Nonprofits are always looking for ways to make news. Now a new nonprofit will literally be making news in Houston. Houston Endowment, the Kinder Foundation and Arnold Ventures have announced that they will spend $20 million to establish an independent nonprofit news outlet in Houston within the next year.
It follows a model that was developed 13 years ago when the Texas Tribune was founded in Austin as a statewide nonprofit news organization. In 2019, the Tribune reported revenue of $15 million, raised largely through donations and grants, and a staff of 109, proving the model can work.
One wrinkle to this is that the Houston Endowment owned the local Houston Chronicle for 30 years before selling it to the Hearst Corporation in 1987. Now it is putting $7.5 million into the new organization that could be considered competition for the Chronicle.
Nonprofits should welcome another news outlet and new opportunities to call attention to their causes. On a personal note, as a former reporter, I know that more news competition is a valuable thing.

GIVEN ENTRIES:
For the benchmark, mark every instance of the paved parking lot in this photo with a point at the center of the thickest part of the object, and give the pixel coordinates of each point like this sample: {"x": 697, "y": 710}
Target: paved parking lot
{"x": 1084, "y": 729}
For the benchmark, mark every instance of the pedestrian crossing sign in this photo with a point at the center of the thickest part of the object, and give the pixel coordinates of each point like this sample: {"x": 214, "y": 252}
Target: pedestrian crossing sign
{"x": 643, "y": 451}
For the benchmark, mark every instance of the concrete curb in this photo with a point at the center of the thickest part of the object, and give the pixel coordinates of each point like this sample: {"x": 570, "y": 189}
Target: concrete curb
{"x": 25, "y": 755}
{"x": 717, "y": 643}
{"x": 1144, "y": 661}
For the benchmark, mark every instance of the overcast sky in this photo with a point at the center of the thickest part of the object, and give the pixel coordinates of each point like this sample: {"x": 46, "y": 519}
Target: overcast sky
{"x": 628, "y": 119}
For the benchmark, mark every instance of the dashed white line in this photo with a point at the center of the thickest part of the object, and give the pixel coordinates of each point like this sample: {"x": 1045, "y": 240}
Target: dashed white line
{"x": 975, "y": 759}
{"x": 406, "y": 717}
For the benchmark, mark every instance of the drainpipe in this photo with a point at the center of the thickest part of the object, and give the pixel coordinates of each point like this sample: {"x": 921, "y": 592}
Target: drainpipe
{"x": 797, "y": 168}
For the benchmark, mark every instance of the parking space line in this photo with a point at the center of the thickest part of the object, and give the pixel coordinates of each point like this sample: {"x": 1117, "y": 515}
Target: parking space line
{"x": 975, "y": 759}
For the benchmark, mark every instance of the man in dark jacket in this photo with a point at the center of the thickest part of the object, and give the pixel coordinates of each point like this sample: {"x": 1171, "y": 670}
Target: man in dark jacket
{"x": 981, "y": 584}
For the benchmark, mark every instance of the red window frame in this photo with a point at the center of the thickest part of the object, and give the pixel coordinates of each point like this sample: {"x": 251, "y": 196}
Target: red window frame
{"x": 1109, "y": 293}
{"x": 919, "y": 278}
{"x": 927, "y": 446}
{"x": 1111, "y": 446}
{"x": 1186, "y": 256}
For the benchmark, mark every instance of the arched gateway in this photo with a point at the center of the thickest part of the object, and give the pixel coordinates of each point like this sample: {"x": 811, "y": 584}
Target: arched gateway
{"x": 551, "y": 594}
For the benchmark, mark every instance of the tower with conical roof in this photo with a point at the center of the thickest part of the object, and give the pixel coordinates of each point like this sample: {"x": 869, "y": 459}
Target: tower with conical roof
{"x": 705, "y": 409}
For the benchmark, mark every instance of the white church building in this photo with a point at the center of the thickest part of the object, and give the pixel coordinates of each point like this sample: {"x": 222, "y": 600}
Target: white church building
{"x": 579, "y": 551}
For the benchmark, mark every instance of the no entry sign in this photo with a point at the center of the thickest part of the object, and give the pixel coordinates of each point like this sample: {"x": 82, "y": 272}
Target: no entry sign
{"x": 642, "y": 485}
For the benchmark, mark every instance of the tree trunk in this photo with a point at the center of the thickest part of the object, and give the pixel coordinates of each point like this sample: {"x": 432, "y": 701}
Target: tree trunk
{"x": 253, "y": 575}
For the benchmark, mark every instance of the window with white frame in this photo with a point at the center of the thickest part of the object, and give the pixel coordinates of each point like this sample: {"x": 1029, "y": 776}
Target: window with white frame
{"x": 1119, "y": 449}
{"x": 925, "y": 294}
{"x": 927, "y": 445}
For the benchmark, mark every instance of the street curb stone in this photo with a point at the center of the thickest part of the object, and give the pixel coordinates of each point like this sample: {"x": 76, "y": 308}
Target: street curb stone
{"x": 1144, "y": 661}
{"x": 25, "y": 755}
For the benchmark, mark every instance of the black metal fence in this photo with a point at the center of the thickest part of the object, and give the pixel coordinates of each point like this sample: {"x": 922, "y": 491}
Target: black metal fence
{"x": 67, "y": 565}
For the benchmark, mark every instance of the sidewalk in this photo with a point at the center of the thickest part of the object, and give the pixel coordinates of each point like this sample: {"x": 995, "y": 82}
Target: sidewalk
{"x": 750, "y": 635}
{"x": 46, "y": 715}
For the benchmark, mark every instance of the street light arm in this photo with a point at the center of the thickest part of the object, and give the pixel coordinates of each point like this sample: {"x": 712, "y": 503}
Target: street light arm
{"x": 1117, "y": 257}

WHAT YOU NEED TO DO:
Carry on the text about the new nonprofit news outlet in Houston from where it ends. The listing has no connection to the text about the Houston news outlet.

RESULT FOR THIS TASK:
But this raises a question - what problem does this solve? I mean really solve? The Chronicle's biggest problem is not its quality. it's the fact that its audience and revenue base are disappearing. A lot of very good journalists have left through layoffs and buyouts spread out over more than a decade. Other news outlets have also cutback or shut down, including the nonprofit Houston Public Media, which laid off staff during the pandemic.
A wise man once said, "The stone age didn't end because they ran out of stones." News organizations aren't struggling because they stopped covering the news. People just stopped paying attention. The combined circulation of all of the papers in the country hit an all-time high of about 63.3 million in 1984 and it has been plummeting ever since, down to less than 25 million at the latest estimate. The drop in revenue has been even worse, with advertising sales dropping from nearly $50 million to less than $9 million.
The decline started just as cable TV was taking off in the 1980's. Now cable TV is watching online content steal its audience plummet as more Americans cut the chord. Increasing numbers of people are finding their news on social media. A recent UNICEF/Gallup poll found that social media was the source where 45% of young people get their news. Then the same poll found that young people listed social media as the least trustworthy source of information. So there is that.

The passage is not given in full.